# [Given problem]
Write out the entries, please, from the line containing "Point out the lace" through their final line, exactly and with nothing else.

# [Source records]
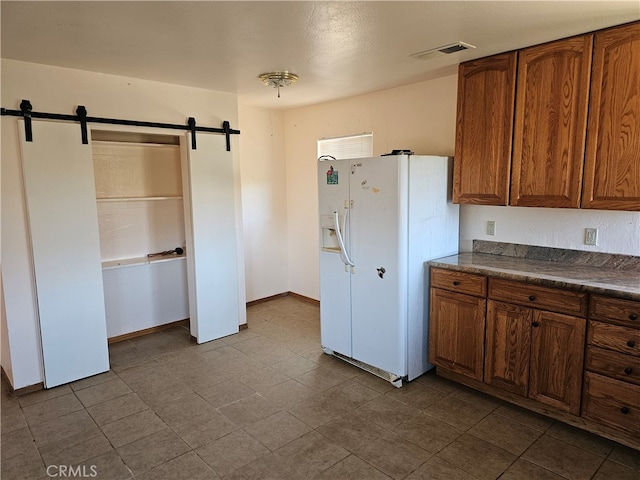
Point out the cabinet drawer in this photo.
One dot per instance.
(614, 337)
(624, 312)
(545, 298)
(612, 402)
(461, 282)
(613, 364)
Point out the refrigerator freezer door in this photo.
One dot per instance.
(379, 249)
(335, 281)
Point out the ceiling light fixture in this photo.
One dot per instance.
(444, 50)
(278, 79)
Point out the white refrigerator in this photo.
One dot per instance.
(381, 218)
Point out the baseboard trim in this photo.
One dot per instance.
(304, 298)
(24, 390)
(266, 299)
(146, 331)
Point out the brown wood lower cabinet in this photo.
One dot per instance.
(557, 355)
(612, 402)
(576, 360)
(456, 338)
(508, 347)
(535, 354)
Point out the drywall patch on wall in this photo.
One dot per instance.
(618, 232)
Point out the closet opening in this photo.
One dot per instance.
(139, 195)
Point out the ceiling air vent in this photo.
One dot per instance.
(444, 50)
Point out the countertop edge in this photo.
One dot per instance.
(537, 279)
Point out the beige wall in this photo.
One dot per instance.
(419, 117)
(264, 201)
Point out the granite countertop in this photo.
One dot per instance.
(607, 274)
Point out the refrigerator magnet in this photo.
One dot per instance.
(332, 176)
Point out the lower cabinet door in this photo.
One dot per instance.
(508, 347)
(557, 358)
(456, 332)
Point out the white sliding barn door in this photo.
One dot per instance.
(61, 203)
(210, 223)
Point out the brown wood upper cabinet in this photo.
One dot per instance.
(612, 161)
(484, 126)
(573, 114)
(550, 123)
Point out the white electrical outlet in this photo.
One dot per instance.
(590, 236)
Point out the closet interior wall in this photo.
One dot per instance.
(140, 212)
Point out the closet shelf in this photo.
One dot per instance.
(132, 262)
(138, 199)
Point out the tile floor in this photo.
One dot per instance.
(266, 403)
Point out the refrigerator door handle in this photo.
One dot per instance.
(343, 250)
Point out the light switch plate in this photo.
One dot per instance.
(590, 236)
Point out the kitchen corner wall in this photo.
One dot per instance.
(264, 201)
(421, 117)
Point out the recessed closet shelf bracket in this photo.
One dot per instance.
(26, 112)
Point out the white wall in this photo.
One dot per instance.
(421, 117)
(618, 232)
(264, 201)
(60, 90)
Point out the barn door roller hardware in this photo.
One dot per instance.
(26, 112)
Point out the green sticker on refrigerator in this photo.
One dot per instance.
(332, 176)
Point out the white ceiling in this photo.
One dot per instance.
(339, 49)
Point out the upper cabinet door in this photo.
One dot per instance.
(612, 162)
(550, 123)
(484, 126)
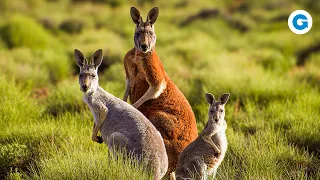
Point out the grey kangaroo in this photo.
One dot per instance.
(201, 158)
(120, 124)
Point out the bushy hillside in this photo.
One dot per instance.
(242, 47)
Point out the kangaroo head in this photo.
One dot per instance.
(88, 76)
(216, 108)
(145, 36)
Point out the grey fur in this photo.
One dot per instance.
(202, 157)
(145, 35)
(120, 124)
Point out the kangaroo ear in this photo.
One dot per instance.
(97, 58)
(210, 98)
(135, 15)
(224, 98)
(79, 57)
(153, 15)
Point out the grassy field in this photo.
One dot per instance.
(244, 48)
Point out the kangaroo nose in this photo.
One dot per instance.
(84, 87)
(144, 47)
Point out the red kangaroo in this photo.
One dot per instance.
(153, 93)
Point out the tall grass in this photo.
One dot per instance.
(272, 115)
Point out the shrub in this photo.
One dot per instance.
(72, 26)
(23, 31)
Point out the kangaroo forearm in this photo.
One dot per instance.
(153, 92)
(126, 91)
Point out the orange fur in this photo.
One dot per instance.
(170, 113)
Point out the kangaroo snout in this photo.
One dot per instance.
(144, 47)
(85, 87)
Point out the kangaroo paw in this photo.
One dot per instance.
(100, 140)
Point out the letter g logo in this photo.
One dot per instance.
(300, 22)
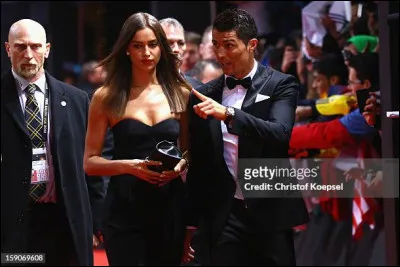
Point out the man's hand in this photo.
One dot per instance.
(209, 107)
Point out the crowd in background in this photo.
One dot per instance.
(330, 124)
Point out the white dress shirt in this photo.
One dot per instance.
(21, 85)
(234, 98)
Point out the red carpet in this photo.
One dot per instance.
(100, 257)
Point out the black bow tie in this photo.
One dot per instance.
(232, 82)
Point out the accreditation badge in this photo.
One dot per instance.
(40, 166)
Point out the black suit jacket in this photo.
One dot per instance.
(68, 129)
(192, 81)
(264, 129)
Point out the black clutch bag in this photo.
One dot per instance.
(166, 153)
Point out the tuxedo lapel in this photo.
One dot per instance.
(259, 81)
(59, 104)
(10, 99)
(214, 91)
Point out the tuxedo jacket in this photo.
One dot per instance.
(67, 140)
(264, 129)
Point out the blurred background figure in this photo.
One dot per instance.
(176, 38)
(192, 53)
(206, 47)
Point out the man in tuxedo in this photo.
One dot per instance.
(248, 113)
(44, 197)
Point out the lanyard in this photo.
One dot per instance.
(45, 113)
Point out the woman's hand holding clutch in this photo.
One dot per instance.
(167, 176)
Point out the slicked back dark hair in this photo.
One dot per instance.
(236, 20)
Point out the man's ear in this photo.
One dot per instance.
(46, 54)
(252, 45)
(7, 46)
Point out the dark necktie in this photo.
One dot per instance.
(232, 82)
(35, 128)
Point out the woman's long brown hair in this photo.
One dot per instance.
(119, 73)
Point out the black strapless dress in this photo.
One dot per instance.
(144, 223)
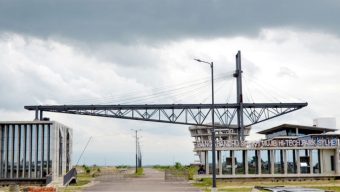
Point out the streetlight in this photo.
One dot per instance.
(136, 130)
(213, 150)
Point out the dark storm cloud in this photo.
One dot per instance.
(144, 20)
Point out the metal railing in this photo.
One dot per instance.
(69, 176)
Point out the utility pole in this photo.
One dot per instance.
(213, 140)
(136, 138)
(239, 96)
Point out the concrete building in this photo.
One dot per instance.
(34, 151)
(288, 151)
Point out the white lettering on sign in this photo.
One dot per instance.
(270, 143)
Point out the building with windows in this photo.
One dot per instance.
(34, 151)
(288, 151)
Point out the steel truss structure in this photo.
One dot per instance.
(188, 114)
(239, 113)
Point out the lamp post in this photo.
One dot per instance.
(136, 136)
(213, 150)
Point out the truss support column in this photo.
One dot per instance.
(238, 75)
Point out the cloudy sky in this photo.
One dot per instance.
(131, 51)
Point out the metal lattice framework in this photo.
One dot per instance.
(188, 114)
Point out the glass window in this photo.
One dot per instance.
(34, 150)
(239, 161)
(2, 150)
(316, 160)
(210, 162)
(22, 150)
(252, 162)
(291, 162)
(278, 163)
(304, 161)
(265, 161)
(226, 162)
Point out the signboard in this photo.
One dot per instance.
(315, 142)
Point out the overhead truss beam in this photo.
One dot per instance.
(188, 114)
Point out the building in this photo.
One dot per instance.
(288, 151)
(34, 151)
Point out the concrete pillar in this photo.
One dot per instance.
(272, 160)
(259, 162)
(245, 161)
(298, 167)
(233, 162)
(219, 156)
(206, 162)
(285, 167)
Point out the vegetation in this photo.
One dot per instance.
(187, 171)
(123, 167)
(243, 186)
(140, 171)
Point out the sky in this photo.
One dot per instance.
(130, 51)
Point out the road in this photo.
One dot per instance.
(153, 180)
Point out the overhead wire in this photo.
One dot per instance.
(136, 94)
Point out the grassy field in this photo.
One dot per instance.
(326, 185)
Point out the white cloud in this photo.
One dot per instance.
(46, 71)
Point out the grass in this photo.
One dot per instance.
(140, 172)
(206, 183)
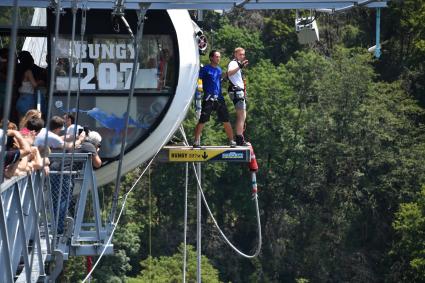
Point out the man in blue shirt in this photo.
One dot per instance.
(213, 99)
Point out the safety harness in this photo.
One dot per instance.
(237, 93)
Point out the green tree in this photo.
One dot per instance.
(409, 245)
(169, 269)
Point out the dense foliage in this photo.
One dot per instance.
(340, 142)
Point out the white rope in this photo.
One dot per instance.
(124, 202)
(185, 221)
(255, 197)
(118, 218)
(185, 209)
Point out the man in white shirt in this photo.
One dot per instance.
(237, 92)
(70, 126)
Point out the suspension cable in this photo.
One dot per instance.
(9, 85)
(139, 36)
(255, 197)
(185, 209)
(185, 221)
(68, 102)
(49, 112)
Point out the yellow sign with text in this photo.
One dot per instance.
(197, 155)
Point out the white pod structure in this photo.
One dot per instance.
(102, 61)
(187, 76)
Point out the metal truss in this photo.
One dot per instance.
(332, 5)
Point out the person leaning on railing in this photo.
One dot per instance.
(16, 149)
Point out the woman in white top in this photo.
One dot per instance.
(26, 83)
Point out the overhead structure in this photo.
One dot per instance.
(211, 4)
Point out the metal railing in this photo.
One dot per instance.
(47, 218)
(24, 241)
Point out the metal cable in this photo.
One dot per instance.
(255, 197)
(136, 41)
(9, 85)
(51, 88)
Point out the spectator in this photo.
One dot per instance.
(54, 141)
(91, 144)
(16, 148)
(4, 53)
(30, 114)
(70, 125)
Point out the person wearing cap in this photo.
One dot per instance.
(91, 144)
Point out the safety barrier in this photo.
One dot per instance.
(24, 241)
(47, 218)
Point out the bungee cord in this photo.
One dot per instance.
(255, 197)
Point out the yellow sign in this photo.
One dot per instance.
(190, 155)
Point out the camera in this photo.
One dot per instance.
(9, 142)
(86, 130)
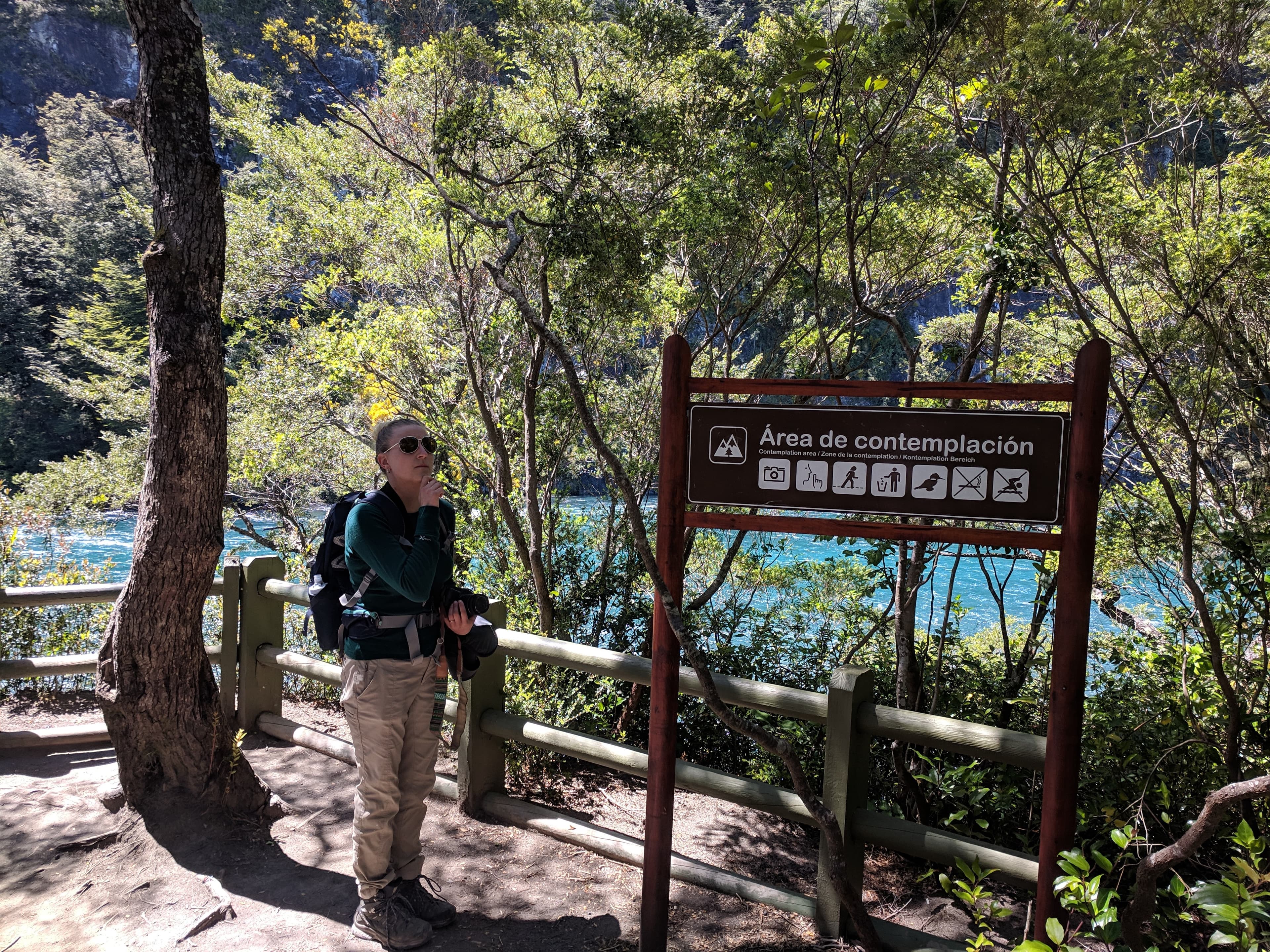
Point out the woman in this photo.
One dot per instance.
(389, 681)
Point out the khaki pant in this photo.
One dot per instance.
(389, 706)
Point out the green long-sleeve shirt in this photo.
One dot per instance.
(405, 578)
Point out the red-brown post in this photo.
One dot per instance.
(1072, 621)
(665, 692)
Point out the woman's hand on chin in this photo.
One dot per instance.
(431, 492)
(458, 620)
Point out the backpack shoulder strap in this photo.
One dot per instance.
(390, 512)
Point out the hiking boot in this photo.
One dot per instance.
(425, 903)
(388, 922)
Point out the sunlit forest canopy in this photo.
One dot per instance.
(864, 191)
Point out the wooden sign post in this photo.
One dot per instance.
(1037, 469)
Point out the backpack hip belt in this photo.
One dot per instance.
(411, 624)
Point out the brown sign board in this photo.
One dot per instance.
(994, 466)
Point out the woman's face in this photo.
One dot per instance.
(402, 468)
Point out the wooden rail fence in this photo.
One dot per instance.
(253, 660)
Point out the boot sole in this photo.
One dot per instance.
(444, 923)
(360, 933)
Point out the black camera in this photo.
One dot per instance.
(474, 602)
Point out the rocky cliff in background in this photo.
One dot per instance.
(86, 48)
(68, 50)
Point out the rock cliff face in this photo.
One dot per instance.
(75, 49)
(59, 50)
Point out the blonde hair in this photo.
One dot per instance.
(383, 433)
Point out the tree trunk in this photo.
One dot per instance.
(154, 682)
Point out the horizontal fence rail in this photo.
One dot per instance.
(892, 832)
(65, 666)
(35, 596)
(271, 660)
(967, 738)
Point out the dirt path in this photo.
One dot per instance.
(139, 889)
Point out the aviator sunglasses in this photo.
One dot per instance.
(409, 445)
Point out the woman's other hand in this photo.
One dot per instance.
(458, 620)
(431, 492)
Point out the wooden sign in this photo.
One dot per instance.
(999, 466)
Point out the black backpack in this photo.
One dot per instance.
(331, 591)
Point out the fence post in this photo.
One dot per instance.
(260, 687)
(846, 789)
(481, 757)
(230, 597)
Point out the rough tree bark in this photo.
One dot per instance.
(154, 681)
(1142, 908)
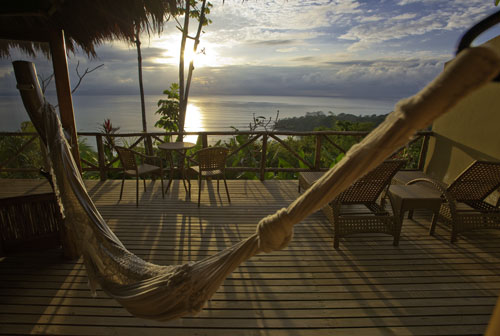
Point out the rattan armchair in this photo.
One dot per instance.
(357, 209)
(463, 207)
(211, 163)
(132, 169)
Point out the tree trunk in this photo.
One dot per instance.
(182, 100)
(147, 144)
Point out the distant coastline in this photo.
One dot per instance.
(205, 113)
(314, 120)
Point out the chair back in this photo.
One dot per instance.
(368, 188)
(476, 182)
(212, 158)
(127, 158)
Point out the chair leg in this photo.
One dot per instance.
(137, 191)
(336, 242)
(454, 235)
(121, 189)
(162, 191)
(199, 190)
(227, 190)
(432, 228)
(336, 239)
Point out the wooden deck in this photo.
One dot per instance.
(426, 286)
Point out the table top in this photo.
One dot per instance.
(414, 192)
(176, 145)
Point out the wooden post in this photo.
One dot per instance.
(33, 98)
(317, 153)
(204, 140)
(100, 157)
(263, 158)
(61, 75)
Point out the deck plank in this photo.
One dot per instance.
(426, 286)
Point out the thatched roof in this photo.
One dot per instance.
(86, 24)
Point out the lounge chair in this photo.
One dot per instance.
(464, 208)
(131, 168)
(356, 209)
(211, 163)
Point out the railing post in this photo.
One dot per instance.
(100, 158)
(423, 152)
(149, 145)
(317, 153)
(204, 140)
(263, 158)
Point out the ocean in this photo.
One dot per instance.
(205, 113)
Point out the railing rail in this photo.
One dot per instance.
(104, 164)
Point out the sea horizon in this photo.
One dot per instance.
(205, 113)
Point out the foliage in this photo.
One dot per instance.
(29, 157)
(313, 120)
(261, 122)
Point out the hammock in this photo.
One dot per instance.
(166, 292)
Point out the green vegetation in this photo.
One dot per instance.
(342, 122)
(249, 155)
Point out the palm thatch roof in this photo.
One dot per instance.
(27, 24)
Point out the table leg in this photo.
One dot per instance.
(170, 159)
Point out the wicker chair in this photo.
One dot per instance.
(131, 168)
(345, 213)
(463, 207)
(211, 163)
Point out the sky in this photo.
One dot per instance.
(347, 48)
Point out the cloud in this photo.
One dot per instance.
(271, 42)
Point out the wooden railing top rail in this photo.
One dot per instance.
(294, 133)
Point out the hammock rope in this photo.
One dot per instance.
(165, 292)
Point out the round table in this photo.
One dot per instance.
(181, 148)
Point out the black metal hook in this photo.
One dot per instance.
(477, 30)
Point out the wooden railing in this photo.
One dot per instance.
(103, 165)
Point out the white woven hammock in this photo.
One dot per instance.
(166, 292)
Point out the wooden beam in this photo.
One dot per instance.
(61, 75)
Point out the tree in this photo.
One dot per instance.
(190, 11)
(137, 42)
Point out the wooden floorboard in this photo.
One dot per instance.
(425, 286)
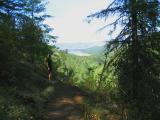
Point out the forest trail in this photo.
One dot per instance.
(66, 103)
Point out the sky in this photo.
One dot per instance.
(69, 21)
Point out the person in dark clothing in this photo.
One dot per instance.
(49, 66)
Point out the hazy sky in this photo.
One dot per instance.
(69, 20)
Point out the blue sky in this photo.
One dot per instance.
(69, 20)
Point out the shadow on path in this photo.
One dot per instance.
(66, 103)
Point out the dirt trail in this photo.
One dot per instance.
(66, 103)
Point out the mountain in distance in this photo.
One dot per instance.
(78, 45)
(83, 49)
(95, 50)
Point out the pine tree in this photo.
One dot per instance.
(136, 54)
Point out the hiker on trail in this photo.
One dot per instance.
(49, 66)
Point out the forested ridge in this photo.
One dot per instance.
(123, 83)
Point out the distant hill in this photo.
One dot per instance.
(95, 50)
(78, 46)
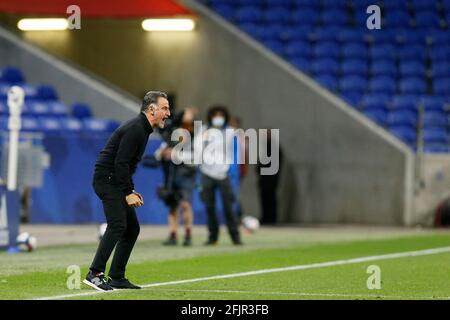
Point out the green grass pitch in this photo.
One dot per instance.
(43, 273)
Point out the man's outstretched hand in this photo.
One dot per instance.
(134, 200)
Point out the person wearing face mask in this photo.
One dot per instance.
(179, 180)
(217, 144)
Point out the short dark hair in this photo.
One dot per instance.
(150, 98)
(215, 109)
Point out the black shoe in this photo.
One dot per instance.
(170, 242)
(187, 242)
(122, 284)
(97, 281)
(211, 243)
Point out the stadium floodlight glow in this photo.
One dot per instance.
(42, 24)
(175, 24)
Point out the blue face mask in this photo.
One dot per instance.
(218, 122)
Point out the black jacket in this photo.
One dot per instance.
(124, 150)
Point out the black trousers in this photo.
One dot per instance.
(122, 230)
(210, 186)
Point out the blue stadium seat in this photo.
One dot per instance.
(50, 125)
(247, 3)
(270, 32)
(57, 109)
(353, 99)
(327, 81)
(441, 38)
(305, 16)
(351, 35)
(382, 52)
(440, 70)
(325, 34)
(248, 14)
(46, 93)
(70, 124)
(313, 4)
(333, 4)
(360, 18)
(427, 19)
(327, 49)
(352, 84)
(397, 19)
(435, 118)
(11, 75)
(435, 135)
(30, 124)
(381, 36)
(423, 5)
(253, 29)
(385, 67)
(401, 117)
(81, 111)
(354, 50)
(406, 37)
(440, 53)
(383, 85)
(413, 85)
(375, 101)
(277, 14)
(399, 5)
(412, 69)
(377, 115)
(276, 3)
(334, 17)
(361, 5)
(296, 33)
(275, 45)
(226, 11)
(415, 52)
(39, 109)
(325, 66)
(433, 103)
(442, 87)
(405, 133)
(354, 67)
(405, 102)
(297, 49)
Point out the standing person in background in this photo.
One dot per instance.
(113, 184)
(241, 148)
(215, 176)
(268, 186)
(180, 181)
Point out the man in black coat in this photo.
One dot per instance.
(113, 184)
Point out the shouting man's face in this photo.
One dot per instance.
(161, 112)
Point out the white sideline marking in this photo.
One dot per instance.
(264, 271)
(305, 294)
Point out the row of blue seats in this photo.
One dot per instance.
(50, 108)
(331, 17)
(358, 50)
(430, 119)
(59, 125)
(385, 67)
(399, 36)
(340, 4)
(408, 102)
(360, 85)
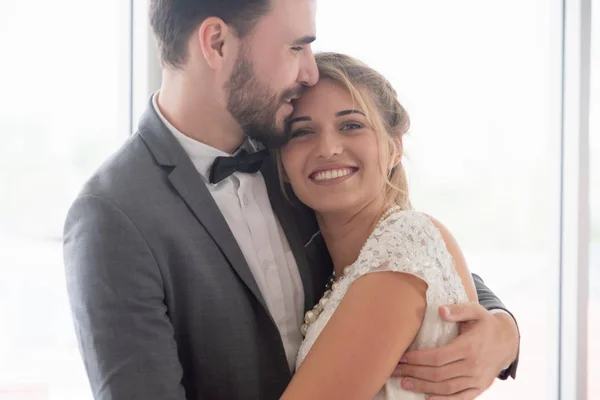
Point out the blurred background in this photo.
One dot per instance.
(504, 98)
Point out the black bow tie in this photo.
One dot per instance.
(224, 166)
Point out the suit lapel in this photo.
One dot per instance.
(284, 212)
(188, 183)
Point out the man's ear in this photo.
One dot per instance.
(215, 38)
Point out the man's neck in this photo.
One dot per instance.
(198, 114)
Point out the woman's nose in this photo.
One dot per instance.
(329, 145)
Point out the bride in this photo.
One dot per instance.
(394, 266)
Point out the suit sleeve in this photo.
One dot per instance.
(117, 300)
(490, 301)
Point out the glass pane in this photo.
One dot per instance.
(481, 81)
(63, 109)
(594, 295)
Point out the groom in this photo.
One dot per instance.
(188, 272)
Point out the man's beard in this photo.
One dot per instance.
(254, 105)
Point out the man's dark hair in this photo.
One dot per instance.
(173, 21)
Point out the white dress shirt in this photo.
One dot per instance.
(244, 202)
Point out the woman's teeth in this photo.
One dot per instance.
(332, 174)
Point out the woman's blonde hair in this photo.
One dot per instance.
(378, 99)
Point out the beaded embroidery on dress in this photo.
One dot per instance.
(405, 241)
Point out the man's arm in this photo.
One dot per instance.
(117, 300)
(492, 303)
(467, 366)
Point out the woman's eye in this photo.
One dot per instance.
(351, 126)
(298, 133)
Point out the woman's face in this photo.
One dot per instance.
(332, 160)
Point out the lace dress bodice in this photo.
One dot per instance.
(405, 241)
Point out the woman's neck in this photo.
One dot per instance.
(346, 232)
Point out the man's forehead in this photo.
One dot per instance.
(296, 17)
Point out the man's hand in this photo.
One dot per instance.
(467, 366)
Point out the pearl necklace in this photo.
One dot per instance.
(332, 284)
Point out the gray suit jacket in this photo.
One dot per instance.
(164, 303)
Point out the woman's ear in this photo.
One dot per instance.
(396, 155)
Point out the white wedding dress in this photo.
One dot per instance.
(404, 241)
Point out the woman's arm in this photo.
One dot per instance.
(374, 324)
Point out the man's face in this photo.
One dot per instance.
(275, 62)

# [Solved exercise]
Point out the lace dress bodice in this photo.
One dot per instance.
(405, 241)
Point out the woman's neck in this photo.
One dot per instance.
(346, 232)
Point out the man's forehead in this photo.
One dot per instance.
(296, 17)
Point out the man's hand in this photo.
One dot per instance.
(467, 366)
Point out the pearl necklace in this photo.
One dot per instance.
(332, 284)
Point out the gray suit jacket in this photo.
One dot per instance.
(164, 303)
Point out the woman's ear in this photo.
One dot per instance.
(396, 155)
Point out the white wedding dress in this photo.
One dot per instance.
(404, 241)
Point out the woman's arm in this photo.
One dot per instance.
(374, 324)
Point out the man's face in this photo.
One dot per instance.
(275, 62)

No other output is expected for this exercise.